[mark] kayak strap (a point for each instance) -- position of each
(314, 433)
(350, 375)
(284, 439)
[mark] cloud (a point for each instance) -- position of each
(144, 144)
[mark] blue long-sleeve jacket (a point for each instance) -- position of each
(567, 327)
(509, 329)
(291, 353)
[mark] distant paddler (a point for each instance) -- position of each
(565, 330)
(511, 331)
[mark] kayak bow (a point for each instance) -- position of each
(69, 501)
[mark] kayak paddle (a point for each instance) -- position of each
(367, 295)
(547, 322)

* * *

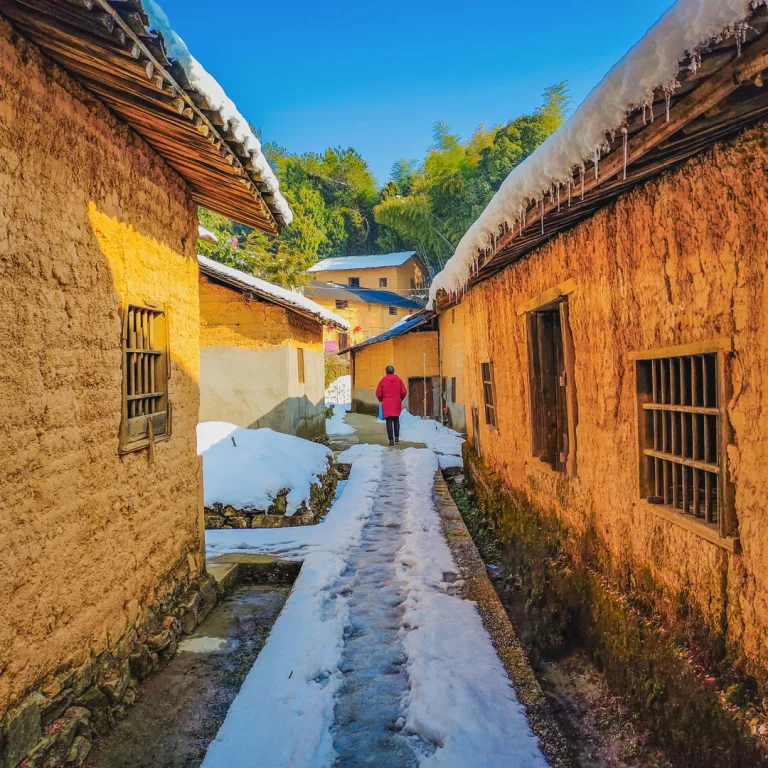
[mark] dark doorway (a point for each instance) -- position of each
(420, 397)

---

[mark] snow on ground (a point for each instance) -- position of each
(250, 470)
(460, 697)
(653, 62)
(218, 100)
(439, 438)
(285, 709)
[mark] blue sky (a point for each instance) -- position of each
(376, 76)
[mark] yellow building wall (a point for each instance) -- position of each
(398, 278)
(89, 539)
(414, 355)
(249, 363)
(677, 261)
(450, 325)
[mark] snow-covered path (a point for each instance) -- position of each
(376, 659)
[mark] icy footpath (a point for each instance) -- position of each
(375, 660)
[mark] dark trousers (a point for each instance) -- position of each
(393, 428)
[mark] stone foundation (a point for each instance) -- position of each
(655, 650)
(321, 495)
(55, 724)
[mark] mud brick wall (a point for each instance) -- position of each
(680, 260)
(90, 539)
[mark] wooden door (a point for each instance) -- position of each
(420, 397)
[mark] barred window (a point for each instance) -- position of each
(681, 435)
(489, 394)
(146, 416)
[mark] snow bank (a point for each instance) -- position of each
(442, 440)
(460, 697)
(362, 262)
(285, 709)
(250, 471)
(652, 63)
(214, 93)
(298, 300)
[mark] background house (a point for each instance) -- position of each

SET TASK:
Copy the rows starting at the line that contains "[mark] barred window" and ending at the line that contains "[mark] background house", substituting "snowdrift" for "snow bank" and leaving everything else unchanged.

OUTPUT OF THE TASK:
[mark] barred window (a point for each instance) -- position of each
(681, 435)
(489, 394)
(146, 416)
[mark] snowdrift (a point for each instance) -- position of each
(442, 440)
(460, 697)
(362, 262)
(285, 709)
(250, 471)
(652, 63)
(214, 93)
(298, 300)
[mark] background house (a point for each instance) -- position of each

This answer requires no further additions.